• **SUPPLIED PASSAGE**

XC Bike Trip: Oregon to Virginia

Most of my life has been spent working towards something: high school and college degrees, fulfilling my commitment to Teach for America and the Rotary Scholarship program, completion of my JP Morgan analyst tenure. I've been fortunate to have been provided these many wonderful opportunities and to have met some of the most amazing people along the way. There has been pain, joy, triumph, and defeat. Looking back, I have the utmost appreciation of these moments and wouldn't change a single one.

What needs to change, however, is my perspective. I need to spend a little less time on figuring out how to get where I’m going and a little more on why I want to go there, all the while giving a greater admiration to those things that make life special along the way. As one adventure ends and a new one begins, I look forward to new challenges, emotions, and individuals it will bring with it. Here’s to the journey!

Thursday, August 16, 2012

Track my tour

Looks like the ruminations are going to have to wait until I get full access to a computer.

Please check the track my tour link as I update that daily

Thursday, August 2, 2012

Idaho pics

- cool shots of the river we road along
- a few riding pics with good scenery in the background
- beautiful sunset in Stanley
- the lost trail abandoned ski lodge where we stayed when it stormed ("bear-proofed" of course)
- chief Joseph pass, our highest
- second sunset is at the ski lodge (first in Stanley)

• **WHAT THE TASK REQUIRES**
Please continue the cross-country bike trip blog above from the point where it stops.

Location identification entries

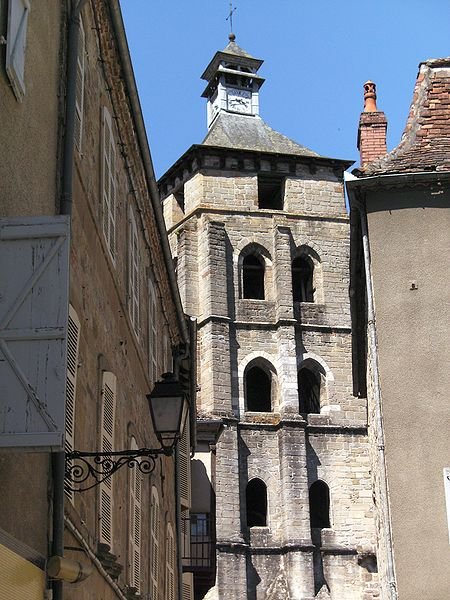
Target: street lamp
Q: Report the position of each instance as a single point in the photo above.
(168, 410)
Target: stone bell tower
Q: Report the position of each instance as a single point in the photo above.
(258, 227)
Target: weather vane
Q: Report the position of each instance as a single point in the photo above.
(230, 16)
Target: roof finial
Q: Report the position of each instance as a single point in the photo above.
(370, 97)
(231, 37)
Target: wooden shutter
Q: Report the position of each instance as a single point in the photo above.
(188, 586)
(109, 184)
(16, 37)
(154, 544)
(134, 273)
(34, 276)
(73, 340)
(185, 467)
(135, 512)
(107, 445)
(79, 88)
(170, 564)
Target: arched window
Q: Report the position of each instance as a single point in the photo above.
(253, 277)
(302, 279)
(319, 505)
(258, 390)
(256, 499)
(308, 391)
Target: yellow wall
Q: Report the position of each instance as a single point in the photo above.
(19, 579)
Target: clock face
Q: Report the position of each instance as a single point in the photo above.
(239, 100)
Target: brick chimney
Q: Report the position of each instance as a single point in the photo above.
(372, 127)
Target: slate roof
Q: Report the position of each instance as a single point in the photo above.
(233, 48)
(246, 132)
(425, 144)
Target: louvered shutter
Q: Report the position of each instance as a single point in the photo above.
(188, 586)
(79, 87)
(16, 36)
(73, 340)
(133, 283)
(154, 544)
(109, 184)
(107, 445)
(170, 564)
(185, 467)
(135, 524)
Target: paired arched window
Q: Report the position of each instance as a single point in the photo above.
(258, 390)
(253, 277)
(303, 279)
(319, 505)
(256, 501)
(308, 391)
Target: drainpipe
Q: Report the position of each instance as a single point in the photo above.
(381, 456)
(178, 522)
(58, 458)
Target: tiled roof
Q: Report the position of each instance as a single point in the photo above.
(246, 132)
(425, 144)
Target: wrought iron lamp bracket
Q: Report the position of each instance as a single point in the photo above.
(86, 470)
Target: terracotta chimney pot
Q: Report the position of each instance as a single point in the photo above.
(372, 127)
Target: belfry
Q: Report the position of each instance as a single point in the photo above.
(281, 481)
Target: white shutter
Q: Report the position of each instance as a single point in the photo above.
(154, 545)
(134, 273)
(188, 586)
(79, 87)
(185, 467)
(170, 564)
(109, 184)
(107, 445)
(34, 262)
(135, 524)
(16, 37)
(73, 340)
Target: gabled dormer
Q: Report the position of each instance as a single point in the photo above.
(233, 82)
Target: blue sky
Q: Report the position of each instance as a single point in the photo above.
(317, 55)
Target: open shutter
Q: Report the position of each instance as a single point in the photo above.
(154, 544)
(107, 445)
(109, 184)
(16, 37)
(188, 586)
(73, 340)
(185, 467)
(34, 263)
(170, 564)
(135, 524)
(79, 88)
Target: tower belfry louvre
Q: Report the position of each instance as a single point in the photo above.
(281, 476)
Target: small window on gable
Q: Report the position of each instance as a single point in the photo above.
(258, 390)
(256, 500)
(270, 192)
(16, 36)
(319, 505)
(253, 277)
(302, 279)
(309, 391)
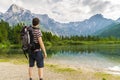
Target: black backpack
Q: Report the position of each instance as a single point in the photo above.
(27, 38)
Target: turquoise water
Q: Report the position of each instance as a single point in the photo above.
(98, 57)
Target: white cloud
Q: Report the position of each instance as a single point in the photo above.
(68, 10)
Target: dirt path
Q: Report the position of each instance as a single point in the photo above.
(9, 71)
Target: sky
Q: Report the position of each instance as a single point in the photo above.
(68, 10)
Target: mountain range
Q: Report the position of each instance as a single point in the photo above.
(92, 26)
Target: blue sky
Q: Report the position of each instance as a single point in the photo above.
(68, 10)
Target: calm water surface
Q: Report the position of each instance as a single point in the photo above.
(106, 57)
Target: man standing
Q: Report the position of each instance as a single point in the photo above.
(39, 52)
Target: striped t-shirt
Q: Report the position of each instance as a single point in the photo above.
(37, 33)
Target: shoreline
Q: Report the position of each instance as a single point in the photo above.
(59, 72)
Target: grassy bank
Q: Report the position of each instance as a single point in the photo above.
(80, 42)
(69, 73)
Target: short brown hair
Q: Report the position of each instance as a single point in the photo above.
(35, 21)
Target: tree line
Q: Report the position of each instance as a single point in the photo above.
(11, 34)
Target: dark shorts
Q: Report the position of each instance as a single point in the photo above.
(36, 57)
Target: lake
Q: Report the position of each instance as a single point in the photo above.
(97, 57)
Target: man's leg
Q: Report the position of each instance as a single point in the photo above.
(30, 72)
(40, 73)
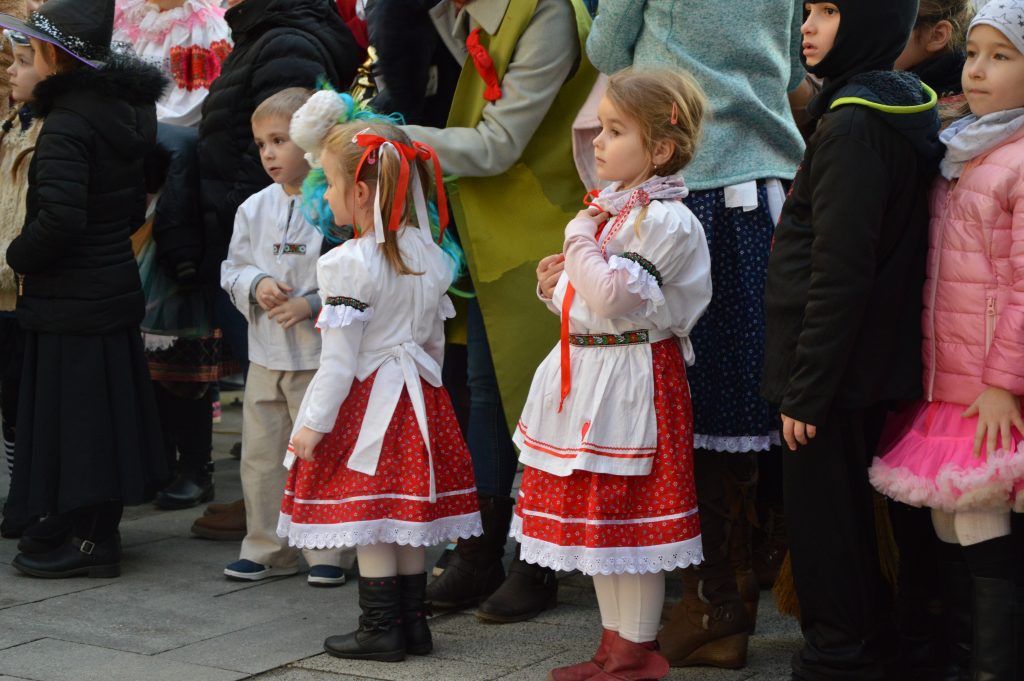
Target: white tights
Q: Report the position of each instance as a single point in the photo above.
(968, 527)
(378, 560)
(631, 604)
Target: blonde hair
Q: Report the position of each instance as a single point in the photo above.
(339, 141)
(668, 104)
(283, 103)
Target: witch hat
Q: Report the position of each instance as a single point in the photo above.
(81, 28)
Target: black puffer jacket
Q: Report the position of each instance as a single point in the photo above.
(843, 293)
(86, 196)
(278, 44)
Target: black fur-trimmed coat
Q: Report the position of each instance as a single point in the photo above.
(86, 196)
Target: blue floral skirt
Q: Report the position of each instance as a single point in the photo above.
(728, 412)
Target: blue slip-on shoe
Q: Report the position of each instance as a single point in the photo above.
(326, 576)
(248, 570)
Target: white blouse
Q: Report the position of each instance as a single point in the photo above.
(655, 279)
(374, 320)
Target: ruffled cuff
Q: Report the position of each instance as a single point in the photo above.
(446, 308)
(644, 282)
(339, 311)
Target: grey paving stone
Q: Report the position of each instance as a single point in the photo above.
(268, 645)
(414, 669)
(50, 660)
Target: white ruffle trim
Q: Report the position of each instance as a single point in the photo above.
(385, 530)
(156, 343)
(737, 442)
(634, 560)
(446, 308)
(641, 282)
(336, 316)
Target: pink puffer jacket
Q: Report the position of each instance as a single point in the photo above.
(974, 297)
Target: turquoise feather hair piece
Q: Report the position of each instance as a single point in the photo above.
(314, 206)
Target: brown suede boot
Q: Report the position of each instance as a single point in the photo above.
(709, 627)
(228, 525)
(589, 669)
(632, 662)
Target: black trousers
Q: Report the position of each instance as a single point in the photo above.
(846, 609)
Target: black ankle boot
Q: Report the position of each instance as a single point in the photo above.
(475, 570)
(526, 592)
(957, 622)
(414, 614)
(995, 631)
(380, 635)
(76, 557)
(186, 491)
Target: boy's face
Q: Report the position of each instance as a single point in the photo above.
(24, 76)
(282, 159)
(993, 73)
(819, 31)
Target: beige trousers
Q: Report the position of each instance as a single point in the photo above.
(269, 408)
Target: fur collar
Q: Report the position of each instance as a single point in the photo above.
(122, 77)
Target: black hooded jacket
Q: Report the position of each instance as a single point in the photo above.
(278, 44)
(86, 196)
(847, 268)
(416, 67)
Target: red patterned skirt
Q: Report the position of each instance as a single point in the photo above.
(329, 505)
(609, 524)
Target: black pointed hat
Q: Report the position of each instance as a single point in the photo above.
(81, 28)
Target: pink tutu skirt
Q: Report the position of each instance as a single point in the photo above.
(927, 460)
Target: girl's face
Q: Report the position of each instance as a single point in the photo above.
(819, 31)
(620, 150)
(993, 73)
(23, 74)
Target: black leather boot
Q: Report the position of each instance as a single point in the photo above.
(186, 491)
(76, 557)
(475, 570)
(380, 636)
(995, 631)
(527, 591)
(414, 613)
(957, 622)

• **TASK RESULT**
- cabins where we stayed in Stanley with the sawtooth mountains in the background

Wednesday, August 1, 2012

IDAHO

Idaho:  More than just potatoes (note the "e" Dan Quayle)

Perfect example of east coast bias:  I thought Idaho was little more than a flyover state of the west.  Little did I know that it's a hidden treasure for those willing to put in the slightest bit of effort.  Idaho boasts one of the largest percentages of public land per total land area, 3rd in the nation (just over 60%).  It took us about a day to get through all the fluff and make it into the national forest, but from there we followed rivers and climbed mountains to our hearts's content.

Our highest summit yet: 7,200 ft.  A man on a hike a few thousand feet down was so impressed he gaves us a couple of PBRs and told us we had to toast the top.

Our main destination is Idaho was Stanley, population:  63.  This number only holds true during the winter months, during the summer it's an outdoorsman's paradise.  After our massive climb we took it easy that night but I was up early for two breakfasts at the local bakery and must have seen at least 200 people role through there.  We meant to do some stand-up paddleboarding down the Salmon river but let the day get away from us.  The cabins where we were staying had a cycling group come through so we spent some time swapping good cycling stories, relaxed, and eventually made it to Red Lake (where we got to do a bit of paddle boarding).  The lake was only about 7 miles from town but I REALLY didn't want to get on a bike, so we hitched.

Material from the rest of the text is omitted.